PROBLEM REQUIREMENTS :: Wherever the word "below" appears in a line of the data, that line should be copied.

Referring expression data

******

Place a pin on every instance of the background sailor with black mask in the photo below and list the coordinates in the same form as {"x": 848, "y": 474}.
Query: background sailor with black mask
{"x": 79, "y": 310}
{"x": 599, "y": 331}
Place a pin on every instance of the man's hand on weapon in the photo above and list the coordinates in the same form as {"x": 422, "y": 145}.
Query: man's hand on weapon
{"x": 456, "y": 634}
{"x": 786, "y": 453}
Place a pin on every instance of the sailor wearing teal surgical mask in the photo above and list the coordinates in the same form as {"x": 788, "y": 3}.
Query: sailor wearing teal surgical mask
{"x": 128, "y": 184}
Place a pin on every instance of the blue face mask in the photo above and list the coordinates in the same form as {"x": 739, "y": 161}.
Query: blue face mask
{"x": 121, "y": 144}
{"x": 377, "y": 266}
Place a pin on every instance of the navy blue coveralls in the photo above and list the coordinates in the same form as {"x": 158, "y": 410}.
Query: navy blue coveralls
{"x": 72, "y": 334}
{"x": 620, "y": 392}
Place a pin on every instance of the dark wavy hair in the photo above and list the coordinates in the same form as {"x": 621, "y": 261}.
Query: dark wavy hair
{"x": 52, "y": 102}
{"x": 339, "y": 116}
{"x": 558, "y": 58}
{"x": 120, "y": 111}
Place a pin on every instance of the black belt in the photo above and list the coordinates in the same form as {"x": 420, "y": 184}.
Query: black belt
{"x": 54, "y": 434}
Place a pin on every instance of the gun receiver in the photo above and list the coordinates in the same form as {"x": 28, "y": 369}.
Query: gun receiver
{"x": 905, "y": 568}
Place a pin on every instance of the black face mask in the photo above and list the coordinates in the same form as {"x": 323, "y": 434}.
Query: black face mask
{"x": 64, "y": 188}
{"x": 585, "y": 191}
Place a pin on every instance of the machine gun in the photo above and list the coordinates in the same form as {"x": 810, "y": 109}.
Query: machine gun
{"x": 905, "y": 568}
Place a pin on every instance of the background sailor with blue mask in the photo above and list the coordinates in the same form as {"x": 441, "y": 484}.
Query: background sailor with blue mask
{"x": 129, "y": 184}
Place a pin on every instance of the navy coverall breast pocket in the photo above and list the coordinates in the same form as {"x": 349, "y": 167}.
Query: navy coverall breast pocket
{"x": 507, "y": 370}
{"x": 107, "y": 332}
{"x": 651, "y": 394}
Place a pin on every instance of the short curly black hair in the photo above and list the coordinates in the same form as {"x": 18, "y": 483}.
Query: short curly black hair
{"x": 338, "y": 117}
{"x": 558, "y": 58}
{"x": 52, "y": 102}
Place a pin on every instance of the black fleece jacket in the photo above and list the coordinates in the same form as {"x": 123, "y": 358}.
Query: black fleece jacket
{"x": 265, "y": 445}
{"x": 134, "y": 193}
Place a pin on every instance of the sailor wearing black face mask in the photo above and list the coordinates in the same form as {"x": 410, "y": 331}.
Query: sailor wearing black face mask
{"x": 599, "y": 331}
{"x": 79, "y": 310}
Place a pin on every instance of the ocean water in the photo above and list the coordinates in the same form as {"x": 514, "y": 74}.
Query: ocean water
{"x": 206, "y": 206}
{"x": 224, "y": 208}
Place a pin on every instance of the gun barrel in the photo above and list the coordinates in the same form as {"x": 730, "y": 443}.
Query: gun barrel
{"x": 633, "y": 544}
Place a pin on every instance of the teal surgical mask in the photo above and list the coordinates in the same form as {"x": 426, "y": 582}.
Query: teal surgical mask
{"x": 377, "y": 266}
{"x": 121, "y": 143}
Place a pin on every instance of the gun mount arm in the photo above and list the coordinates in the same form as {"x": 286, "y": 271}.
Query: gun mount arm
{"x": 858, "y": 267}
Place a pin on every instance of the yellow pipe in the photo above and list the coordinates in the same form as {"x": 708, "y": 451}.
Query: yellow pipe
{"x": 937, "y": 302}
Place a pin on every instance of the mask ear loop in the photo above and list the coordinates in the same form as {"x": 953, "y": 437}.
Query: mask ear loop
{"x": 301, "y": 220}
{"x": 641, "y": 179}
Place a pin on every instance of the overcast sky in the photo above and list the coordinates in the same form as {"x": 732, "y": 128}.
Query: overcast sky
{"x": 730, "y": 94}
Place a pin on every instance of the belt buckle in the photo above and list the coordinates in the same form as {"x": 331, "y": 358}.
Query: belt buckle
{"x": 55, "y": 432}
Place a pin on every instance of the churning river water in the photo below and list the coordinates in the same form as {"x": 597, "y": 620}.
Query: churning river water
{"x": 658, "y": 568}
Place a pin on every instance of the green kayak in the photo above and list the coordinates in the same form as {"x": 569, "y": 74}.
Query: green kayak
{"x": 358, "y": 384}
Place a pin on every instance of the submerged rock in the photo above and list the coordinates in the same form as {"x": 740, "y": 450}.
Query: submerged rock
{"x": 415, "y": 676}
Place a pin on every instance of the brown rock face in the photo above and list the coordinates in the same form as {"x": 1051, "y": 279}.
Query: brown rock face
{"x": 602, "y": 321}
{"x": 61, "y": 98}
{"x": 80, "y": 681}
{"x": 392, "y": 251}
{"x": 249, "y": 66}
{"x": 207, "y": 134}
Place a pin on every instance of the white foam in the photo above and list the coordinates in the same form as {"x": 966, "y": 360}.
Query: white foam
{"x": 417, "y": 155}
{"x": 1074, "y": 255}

******

RESPONSE TO THIS EXERCISE ::
Place a pin on every instance of the background sailor with black mask in the photo below and list the coordinates in the same form as {"x": 848, "y": 474}.
Place a pin on every instance of the churning river water in the photo below and list the coordinates in the same form as {"x": 597, "y": 620}.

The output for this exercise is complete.